Exercise
After finding "Drop one marker on each instance of the yellow" in a line below, print that line and the rest of the lines exactly, leaving out all pictures.

Source information
____

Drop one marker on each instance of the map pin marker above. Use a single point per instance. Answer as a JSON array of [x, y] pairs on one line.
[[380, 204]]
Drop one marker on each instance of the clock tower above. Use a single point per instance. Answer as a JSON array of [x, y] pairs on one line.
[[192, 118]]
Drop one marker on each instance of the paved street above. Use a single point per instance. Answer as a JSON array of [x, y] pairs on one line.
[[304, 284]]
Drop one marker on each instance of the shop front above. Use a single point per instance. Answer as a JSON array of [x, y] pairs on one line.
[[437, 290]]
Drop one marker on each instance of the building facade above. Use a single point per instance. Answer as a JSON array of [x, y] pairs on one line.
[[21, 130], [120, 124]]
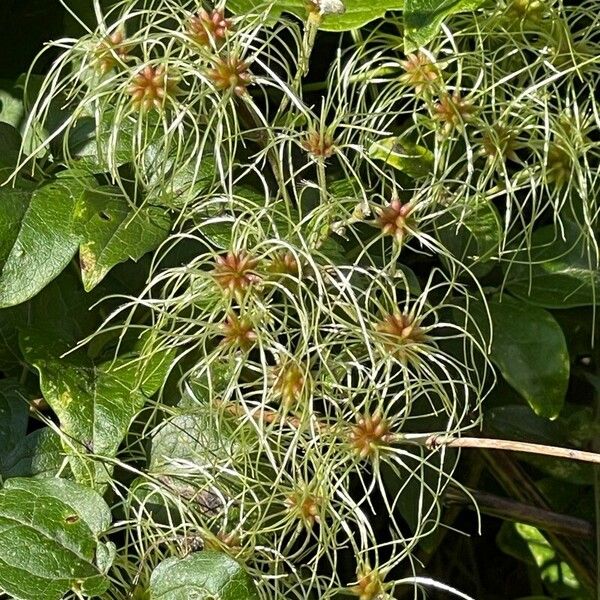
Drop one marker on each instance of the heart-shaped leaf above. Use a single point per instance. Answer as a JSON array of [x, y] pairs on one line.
[[530, 350], [113, 232], [38, 236], [558, 272], [94, 406], [206, 574], [49, 531], [423, 18]]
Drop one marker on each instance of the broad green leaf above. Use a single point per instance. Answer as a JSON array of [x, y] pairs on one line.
[[404, 155], [39, 454], [423, 18], [42, 241], [206, 574], [556, 273], [521, 423], [114, 232], [94, 406], [90, 142], [14, 205], [49, 532], [357, 13], [530, 350], [472, 234], [527, 543]]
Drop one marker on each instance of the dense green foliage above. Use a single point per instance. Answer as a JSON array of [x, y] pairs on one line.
[[261, 264]]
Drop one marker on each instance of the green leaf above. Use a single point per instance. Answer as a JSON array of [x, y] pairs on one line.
[[423, 18], [89, 143], [93, 405], [49, 537], [38, 237], [206, 574], [404, 155], [357, 13], [530, 350], [472, 234], [38, 454], [527, 543], [113, 232], [143, 368], [10, 145], [556, 273]]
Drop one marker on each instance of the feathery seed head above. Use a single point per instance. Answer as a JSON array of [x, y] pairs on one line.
[[152, 88], [206, 26]]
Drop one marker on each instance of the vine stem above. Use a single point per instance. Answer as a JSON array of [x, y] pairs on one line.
[[435, 441], [511, 510]]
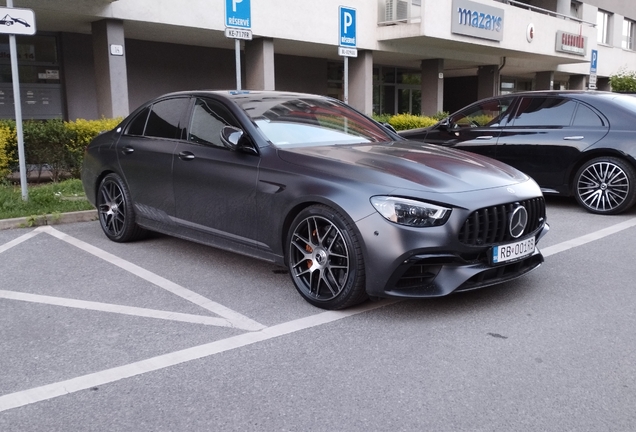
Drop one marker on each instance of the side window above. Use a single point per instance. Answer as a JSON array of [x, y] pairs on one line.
[[586, 117], [208, 118], [164, 120], [137, 126], [485, 114], [544, 111]]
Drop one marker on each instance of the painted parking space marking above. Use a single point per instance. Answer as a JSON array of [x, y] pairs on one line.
[[19, 240], [580, 241], [229, 318], [239, 320], [112, 308], [50, 391], [38, 394]]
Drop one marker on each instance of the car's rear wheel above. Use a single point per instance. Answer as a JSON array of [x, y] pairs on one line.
[[116, 213], [605, 185], [325, 259]]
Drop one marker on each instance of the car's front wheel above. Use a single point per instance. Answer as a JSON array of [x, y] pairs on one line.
[[605, 185], [325, 259], [115, 209]]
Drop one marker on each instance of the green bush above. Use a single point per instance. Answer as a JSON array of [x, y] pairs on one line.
[[623, 81], [54, 143], [7, 144], [410, 121]]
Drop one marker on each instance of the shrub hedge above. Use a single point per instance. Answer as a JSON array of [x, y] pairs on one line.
[[56, 144], [409, 121]]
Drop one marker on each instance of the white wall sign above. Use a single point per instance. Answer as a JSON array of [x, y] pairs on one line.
[[17, 21]]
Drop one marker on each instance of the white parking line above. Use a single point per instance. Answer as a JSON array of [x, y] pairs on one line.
[[238, 320], [580, 241], [38, 394], [120, 309], [19, 240]]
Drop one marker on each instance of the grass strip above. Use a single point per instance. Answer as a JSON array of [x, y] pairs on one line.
[[50, 198]]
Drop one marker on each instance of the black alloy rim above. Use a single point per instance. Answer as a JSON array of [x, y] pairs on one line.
[[112, 208], [603, 186], [319, 258]]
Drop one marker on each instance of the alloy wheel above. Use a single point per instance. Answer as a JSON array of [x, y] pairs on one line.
[[112, 208], [603, 186], [319, 258]]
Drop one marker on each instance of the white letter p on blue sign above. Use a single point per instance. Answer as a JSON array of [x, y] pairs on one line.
[[347, 35]]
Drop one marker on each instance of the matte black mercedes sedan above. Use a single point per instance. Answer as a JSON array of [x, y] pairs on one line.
[[573, 143], [350, 208]]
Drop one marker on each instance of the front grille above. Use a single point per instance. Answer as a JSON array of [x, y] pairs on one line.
[[489, 225]]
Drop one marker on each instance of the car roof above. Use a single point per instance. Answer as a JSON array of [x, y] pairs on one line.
[[246, 94]]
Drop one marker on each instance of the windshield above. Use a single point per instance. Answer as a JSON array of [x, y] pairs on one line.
[[312, 121]]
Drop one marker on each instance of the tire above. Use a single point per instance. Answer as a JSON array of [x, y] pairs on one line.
[[325, 259], [605, 185], [115, 209]]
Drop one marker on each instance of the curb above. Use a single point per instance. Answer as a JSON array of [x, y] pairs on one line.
[[33, 221]]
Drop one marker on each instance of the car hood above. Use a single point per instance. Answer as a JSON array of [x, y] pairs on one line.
[[406, 164]]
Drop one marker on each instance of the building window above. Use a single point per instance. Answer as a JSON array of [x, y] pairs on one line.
[[629, 28], [603, 26]]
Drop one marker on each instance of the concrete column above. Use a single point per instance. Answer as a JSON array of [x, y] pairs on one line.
[[432, 86], [487, 81], [544, 80], [361, 82], [111, 76], [259, 64], [564, 7], [602, 84], [577, 82]]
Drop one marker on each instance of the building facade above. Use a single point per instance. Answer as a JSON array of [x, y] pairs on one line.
[[102, 58]]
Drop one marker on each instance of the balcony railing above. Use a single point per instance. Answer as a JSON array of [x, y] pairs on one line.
[[545, 11], [393, 12]]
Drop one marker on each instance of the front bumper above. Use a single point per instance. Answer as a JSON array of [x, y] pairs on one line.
[[432, 262]]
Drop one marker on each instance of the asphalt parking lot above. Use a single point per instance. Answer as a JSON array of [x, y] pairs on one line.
[[166, 335]]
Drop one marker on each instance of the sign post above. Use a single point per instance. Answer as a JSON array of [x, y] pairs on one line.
[[17, 21], [593, 66], [238, 25], [347, 42]]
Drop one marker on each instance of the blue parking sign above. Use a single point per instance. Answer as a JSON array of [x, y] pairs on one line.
[[238, 14], [347, 37], [594, 61]]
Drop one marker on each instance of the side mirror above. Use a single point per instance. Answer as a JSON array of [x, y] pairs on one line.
[[389, 127], [235, 139], [445, 124]]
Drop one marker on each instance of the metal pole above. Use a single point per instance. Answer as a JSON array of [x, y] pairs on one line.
[[237, 49], [18, 110], [346, 80]]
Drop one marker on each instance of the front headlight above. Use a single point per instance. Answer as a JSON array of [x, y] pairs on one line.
[[409, 212]]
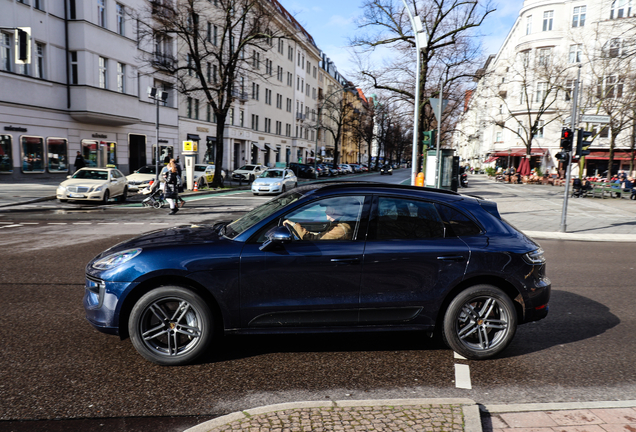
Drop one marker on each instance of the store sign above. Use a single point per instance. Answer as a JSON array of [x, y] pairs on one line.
[[190, 146]]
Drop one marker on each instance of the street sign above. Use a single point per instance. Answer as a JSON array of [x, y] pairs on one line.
[[589, 118], [603, 119]]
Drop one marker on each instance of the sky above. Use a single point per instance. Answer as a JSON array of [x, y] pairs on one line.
[[332, 24]]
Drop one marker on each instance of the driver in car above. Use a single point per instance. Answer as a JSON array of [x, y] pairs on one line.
[[336, 230]]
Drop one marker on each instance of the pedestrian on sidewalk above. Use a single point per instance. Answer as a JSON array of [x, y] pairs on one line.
[[171, 185], [180, 201], [79, 161]]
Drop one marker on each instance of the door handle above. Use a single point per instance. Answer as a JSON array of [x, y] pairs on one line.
[[346, 260], [452, 258]]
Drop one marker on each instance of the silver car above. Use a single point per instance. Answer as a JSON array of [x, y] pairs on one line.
[[274, 181]]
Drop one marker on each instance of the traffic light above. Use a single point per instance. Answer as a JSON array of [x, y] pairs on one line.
[[582, 144], [428, 138], [23, 45], [567, 138]]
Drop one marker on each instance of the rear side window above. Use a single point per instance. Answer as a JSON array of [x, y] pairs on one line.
[[406, 219], [456, 223]]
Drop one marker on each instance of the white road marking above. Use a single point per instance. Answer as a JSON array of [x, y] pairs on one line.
[[462, 376]]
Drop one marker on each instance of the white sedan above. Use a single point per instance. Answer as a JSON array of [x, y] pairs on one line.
[[274, 180], [94, 184]]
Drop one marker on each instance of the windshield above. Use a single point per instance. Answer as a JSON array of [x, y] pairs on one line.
[[272, 174], [259, 213], [147, 170], [91, 174]]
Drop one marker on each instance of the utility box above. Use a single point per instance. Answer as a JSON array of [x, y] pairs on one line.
[[449, 169]]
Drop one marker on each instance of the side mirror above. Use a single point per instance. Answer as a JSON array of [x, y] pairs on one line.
[[277, 236]]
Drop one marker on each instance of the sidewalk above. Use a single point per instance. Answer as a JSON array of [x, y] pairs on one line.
[[433, 415]]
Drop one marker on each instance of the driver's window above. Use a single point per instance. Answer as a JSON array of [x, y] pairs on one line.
[[328, 219]]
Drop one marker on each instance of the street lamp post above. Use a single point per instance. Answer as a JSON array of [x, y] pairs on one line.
[[157, 95]]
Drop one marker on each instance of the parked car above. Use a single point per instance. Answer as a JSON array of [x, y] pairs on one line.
[[202, 170], [406, 258], [302, 170], [93, 184], [274, 181], [247, 172], [141, 178]]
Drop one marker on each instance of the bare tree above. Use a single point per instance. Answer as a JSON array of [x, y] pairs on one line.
[[212, 58], [447, 55]]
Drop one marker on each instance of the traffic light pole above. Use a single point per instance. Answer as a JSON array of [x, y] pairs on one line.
[[568, 176]]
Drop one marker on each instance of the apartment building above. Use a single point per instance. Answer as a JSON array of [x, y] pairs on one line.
[[83, 91], [528, 85], [87, 90]]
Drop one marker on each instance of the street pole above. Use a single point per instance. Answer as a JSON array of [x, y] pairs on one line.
[[438, 162], [568, 176], [416, 112]]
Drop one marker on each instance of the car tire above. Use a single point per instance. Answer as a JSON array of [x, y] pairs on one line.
[[480, 322], [171, 326]]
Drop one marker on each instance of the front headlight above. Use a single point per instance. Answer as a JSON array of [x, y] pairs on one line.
[[534, 257], [114, 260]]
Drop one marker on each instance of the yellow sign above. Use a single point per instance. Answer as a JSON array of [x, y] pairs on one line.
[[190, 146]]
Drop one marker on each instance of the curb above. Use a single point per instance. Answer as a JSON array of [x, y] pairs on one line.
[[557, 406], [472, 419]]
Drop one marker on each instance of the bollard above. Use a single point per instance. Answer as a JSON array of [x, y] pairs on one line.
[[419, 180]]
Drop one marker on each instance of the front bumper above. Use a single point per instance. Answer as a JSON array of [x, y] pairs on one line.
[[64, 194]]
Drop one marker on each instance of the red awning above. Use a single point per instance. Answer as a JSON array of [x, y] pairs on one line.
[[521, 151], [604, 155]]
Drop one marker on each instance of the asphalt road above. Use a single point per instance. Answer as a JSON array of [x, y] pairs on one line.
[[55, 366]]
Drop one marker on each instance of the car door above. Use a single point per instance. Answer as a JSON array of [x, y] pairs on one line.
[[306, 283], [409, 262]]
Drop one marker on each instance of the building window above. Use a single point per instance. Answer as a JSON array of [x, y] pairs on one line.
[[74, 67], [575, 53], [6, 154], [578, 17], [121, 78], [548, 17], [103, 73], [57, 151], [120, 19], [542, 89], [544, 56], [39, 60], [101, 13], [5, 52], [621, 9], [32, 152]]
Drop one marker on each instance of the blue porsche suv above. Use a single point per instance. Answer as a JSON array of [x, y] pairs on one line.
[[325, 257]]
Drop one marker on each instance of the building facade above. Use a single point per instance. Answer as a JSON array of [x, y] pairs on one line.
[[87, 90], [525, 92]]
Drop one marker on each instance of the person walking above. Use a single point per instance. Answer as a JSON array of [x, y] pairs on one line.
[[181, 201], [171, 187], [79, 161]]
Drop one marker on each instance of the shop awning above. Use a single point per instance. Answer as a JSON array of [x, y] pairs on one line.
[[520, 151], [604, 155], [260, 146]]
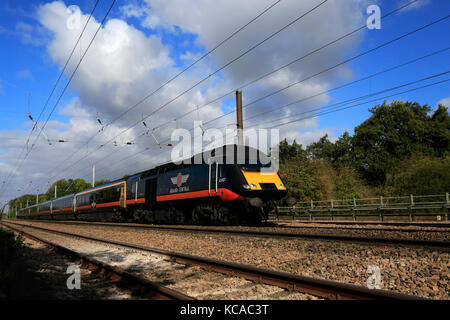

____

Answer below
Drop one marker on each instance of the yellow sign above. Use a single point per instance. Answer as a JSON array of [x, y] pairs on one line.
[[190, 146]]
Drop one marker on each instance of the curb above. Use a single point per instance. Answer as a JSON array of [x, y] pairs on one line.
[[557, 406], [472, 419]]
Drop one marker on each instance of the bollard above. Use a single point per instance. Answer as a JSON array of [x, y] pairs on one line.
[[419, 180]]
Drop one marker on each instance of the front bumper above. Use a single point per instance. Answer as a JSON array of [x, y] pairs on one line.
[[64, 194]]
Drop one marker on each instance of the red awning above. Use a single point per instance. Answer as a JSON array of [x, y] pairs on one line.
[[521, 151], [604, 155]]
Drop one marker on each instance of the asphalt road above. Use a single point per instance. Answer as a JSON array of [x, y] pairs on one line.
[[55, 366]]
Drop one marker on each instance of the car door above. Use a single point per instance. Answer as a JSON array of [x, y] pairs on one line.
[[306, 283], [409, 262]]
Drop one marker on each instance of the building window above. Use a single point per instance. Answer as a JSON array of [x, y] pairs on one line.
[[74, 67], [575, 53], [6, 154], [578, 17], [121, 78], [548, 17], [103, 73], [57, 151], [120, 19], [542, 89], [544, 56], [39, 60], [101, 13], [5, 52], [621, 9], [32, 152]]
Drop one marker on each instance of the blue porsche suv above. Use a single point per instance. Answer as a JSON array of [x, y] pairs on one line.
[[325, 257]]
Drop one marker on each instance of the building facade above. Use a single point per instance. Answer as a JSON array of [x, y] pairs on one line.
[[87, 90], [525, 92]]
Drop one marker on each instance of the person walking above. Use a single point per instance. Answer as a JSON array of [x, y] pairs on one line.
[[181, 201], [171, 187], [79, 161]]
Drop one marker on each instance of the shop awning above. Use a single point per instance. Answer as a JSON array of [x, y] pairs on one line.
[[520, 151], [604, 155], [260, 146]]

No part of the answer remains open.